● Directive
Quote verbatim every line from the one containing "Mark the region of each instance of the shallow" up to and including the final line.

-------- Records to use --------

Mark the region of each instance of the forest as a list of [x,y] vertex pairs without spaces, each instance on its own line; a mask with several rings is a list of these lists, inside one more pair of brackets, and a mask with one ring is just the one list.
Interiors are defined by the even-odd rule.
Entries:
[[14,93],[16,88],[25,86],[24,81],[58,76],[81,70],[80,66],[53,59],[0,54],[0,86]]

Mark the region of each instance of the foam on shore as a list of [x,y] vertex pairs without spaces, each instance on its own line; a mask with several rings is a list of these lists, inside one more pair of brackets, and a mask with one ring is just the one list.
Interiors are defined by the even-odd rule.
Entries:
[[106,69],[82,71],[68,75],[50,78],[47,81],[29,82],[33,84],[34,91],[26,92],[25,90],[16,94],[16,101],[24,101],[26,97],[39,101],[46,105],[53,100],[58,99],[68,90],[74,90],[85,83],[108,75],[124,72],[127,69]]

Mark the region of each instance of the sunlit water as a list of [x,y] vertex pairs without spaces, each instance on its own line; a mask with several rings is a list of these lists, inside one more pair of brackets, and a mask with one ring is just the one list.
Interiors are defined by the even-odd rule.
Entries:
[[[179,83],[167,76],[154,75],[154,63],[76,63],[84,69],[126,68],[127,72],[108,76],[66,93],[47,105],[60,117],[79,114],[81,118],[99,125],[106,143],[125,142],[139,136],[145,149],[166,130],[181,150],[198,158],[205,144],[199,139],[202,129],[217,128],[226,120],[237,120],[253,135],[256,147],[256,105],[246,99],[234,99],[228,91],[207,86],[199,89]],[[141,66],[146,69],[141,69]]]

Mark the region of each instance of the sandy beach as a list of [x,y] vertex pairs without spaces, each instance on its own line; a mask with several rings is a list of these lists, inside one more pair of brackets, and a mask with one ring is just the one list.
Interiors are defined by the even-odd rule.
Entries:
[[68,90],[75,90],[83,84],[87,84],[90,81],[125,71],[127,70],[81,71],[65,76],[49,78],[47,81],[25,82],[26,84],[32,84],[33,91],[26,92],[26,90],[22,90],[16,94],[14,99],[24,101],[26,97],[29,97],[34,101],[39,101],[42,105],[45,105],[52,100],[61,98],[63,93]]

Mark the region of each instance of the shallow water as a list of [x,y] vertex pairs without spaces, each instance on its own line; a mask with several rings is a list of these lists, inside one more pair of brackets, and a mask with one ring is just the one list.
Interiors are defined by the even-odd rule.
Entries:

--------

● Written response
Mark the region of each instance of the shallow water as a list of [x,y] vertex pairs without spaces, each instance on its own line; a mask with several rings is a list of these lists, inside one more pair of brackets, and a mask with one ring is just the one list.
Interiors are defined by the even-odd rule.
Entries:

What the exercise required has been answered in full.